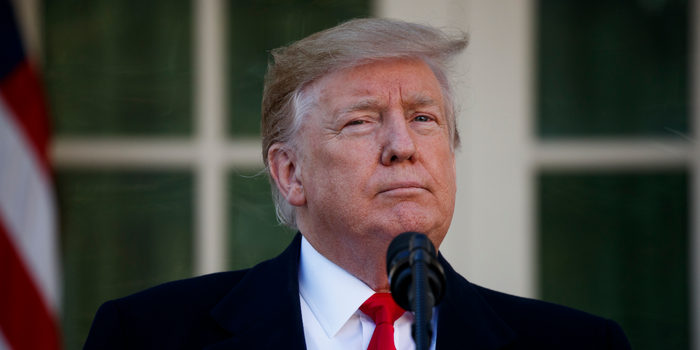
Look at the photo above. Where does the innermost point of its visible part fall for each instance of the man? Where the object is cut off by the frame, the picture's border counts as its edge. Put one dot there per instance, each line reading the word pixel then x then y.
pixel 359 137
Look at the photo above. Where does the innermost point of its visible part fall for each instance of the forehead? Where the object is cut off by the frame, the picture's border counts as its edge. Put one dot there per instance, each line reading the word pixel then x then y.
pixel 378 84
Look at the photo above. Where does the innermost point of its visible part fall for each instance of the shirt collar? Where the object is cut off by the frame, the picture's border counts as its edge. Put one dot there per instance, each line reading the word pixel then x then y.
pixel 333 294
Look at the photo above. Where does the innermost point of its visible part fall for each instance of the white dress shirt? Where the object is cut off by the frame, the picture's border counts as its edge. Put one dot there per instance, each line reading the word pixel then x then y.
pixel 330 302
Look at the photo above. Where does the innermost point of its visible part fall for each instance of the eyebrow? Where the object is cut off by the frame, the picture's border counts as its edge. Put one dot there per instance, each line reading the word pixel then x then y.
pixel 363 105
pixel 421 99
pixel 415 99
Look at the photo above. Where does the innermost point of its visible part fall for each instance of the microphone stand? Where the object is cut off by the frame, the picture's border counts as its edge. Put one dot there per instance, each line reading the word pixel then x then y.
pixel 417 281
pixel 423 300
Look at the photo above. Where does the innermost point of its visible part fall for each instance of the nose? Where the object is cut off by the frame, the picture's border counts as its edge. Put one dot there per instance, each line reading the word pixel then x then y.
pixel 399 145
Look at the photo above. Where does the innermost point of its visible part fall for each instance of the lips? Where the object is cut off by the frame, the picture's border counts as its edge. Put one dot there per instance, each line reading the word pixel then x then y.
pixel 401 186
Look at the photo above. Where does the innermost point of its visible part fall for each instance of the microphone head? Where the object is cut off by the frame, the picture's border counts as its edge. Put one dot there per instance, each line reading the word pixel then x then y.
pixel 398 265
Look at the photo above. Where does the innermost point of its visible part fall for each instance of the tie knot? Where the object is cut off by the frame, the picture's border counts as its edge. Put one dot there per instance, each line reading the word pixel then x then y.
pixel 382 308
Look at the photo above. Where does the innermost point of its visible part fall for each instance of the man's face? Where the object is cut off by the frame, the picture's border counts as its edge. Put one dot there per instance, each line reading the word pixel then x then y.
pixel 375 157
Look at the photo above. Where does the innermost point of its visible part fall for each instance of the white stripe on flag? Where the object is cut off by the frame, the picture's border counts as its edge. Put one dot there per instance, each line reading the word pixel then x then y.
pixel 27 207
pixel 4 345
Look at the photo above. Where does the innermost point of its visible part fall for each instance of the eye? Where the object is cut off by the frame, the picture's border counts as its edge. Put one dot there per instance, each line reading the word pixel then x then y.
pixel 422 118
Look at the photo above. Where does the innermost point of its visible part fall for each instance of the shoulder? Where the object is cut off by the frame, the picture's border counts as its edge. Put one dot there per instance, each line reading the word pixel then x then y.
pixel 546 324
pixel 179 309
pixel 200 291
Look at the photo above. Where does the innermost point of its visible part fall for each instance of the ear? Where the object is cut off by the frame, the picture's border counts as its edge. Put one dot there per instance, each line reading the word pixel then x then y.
pixel 285 170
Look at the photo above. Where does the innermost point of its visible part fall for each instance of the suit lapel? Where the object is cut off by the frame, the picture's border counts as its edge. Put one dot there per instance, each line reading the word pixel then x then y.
pixel 263 310
pixel 465 320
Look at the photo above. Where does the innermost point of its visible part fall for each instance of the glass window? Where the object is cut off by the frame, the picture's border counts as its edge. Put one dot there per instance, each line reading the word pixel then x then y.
pixel 615 245
pixel 613 68
pixel 255 28
pixel 119 67
pixel 255 235
pixel 122 232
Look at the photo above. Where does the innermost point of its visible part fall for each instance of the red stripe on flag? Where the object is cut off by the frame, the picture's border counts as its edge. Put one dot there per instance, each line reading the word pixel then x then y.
pixel 25 98
pixel 24 318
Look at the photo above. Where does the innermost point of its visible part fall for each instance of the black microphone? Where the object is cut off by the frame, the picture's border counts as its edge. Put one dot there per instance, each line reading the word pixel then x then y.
pixel 417 281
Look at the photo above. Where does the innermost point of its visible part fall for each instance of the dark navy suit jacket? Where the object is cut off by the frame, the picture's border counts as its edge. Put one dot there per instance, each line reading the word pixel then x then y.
pixel 259 308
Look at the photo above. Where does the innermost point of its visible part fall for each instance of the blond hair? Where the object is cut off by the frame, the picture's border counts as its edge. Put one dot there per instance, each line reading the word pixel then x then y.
pixel 352 43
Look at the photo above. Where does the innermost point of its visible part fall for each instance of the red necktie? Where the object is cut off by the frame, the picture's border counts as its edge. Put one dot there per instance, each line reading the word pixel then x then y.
pixel 383 310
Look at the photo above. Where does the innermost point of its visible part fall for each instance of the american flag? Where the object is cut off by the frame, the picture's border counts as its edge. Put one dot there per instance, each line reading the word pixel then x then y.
pixel 29 269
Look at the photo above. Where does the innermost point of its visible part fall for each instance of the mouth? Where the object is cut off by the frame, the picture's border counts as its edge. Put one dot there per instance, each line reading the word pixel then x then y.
pixel 403 187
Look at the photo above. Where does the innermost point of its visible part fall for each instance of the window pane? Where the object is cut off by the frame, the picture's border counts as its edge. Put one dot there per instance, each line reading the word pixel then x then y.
pixel 613 68
pixel 119 67
pixel 616 245
pixel 255 234
pixel 121 233
pixel 255 28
= = = =
## Exercise objective:
Could you restate every entry above word for word, leaving out the pictures?

## Response to this task:
Look at the photo above. Where does the innermost point of its visible part fall for each instance of the man? Where the object is cut off by the frame, the picture's border counts as its edge. Put one dot there per instance, each line reading the word pixel then x then y.
pixel 359 137
Look at the photo above. Where does the innermost point of its visible part fall for each instance of the forehead? Where the object is cut off by the frame, the picture's border counts as its edge. Put one dot there per instance, each line reading the word pixel then x then y.
pixel 378 84
Look at the photo above. Where does the innermost point of its visible part fall for each instance of the shirt collar? Where the object is cut off by the frame, the picture's border counts as its edge. Put one dot there per instance, each line reading the word pixel then x then y.
pixel 333 294
Look at the photo above. Where does the innermost point of its visible part fall for each instance of the white dress shirt? Where the object is cut off by the frame, the picture's border counts as its edge. Put one dot there per instance, each line reading the word pixel then x then y.
pixel 330 302
Look at the photo above. Where does the innermost point of its visible part fall for each instance of the eyebrow? Where the object is cut off by the frame, the picture's border counts as its edge. Put one dot there per instance, each line reading the word pixel then x then y.
pixel 363 105
pixel 421 99
pixel 415 99
Look at the photo above. Where does the innermost point of its visible part fall for each instance of the microphone stand? Where the object is cut off by the frame, the picture's border counts as its edge. Put one dot there per instance, each line reading the word pixel then x then y.
pixel 417 281
pixel 423 300
Look at the photo above. Where does the innermost point of its visible part fall for each instance of the nose? Where the object is cut off by the frame, the picture's border counts as its edge. Put one dot there per instance, each line reading the word pixel then x then y.
pixel 399 145
Look at the photo above. Where does the innermost point of its visible part fall for each instance of the lips? Where the object is cut off by the frame, the picture's border counts as its edge. Put one dot there per instance, each line reading the word pixel then x then y.
pixel 401 186
Look at the photo above. Where does the innermost point of its visible part fall for each instance of the microphone head? Where the object is cut off by the frame, the picture's border counts as its edge. Put one dot there per instance, each line reading the word pixel then x then y.
pixel 398 265
Look at the photo above. Where does the innermost point of its visible part fall for each instance of the tie knot? Where the object is cut off by the frame, the picture's border counts as its edge. Put one dot there per instance, each line reading the word pixel then x then y.
pixel 382 308
Look at the photo above. Where does the innermost point of its visible part fall for each instance of the man's face? Where the object is cut off by the frame, the picture's border counts as its edge. Put one dot there per instance, each line reading the word pixel then x then y.
pixel 375 157
Look at the photo above. Where does the innermost point of its visible part fall for each instance of the white stripe on flag? Where the object is cut off by the frame, the picture's border counts as its edge. Put one dot there per instance, each line reading the word pixel then x then y.
pixel 27 207
pixel 4 345
Look at the photo above. Where does the innermost point of its visible part fall for each instance of the eye? Where the object is cut off by the frame, the picture's border counts as its edge. Put one dot there per instance, each line reading the word pixel then x then y.
pixel 422 118
Look at the photo above. Where does the innermost point of its visible part fall for each instance of the shoulder? Where the object is cut off by the frame, the picture's border counts as its edge. Put one dot there per instance, each line reading the word pixel then x then y.
pixel 546 324
pixel 179 309
pixel 200 291
Look at the photo above. Where does the innermost point of its visible part fall for each instance of the ear? Where the object is cut off by the frame, the picture's border counts as its edge. Put one dot there per instance, each line reading the word pixel then x then y.
pixel 285 170
Look at the photo above. Where does the innermost point of its visible part fall for each instance of the suit lapel? Where the object is cut off by the frame, the picture's border counts as its edge. Put one dot there per instance, each line reading the word pixel then x then y.
pixel 263 310
pixel 465 320
Look at the photo above. Where does the innermost point of its visible part fall for each instance of the glass window? Where the object is cut off by the frame, the picture's border counts as its edge. Put one dot there per instance, each line reading the word pixel then x then y.
pixel 615 245
pixel 613 68
pixel 255 28
pixel 119 67
pixel 255 235
pixel 122 232
Look at the photo above. Where does the innermost point of its visible part fall for each instance of the red stripe on flag? Where the object is cut off by the frame, the picture's border counts as its edge. Put one dot there per instance, each line reading the word pixel then x then y.
pixel 25 98
pixel 24 318
Look at the photo above. Where does the innermost point of its visible part fall for each instance of the black microphone? Where the object is cut off by the frame, the picture's border counts as its edge. Put one dot there per instance, each line reading the word pixel then x then y.
pixel 417 281
Look at the photo above. Where does the innermost point of its visible part fall for each instance of the dark navy suit jacket? Where the object is cut off by the frame, the picture's border counts as its edge. Put one dot there per instance, each line reading the word pixel then x then y.
pixel 259 308
Look at the photo above. Where does the innermost point of its visible part fall for each instance of the blond hair? Where the object is cut off by the frame, the picture's border counts as its edge. Put one dot there per instance, each line reading the word pixel then x then y.
pixel 352 43
Look at the photo above. Where does the innermost point of its visible part fall for each instance of the red necktie? Where the object is cut off by the frame, the picture's border counts as its edge. Put one dot there per instance, each line reading the word pixel then x then y.
pixel 383 310
Look at the photo above. Where does the innermost point of its visible part fall for each instance of the american flag? Where the object is cut off by the frame, the picture's border counts as its edge. Put one dot there per instance, each line reading the word pixel then x then y.
pixel 29 269
Look at the photo above. Where does the innermost point of its visible part fall for each instance of the mouth? Where the object is cut off by the frame, the picture's border counts as its edge. Put one dot there per instance, each line reading the word pixel then x then y.
pixel 403 187
Look at the photo above. Where does the innermost point of its visible part fall for each instance of the window pane? Where the object is cut off by the frame, the picture's border counts as its edge. Put one dot there per instance, each line reading the word pixel then x then y.
pixel 613 68
pixel 119 67
pixel 616 245
pixel 255 234
pixel 121 233
pixel 255 28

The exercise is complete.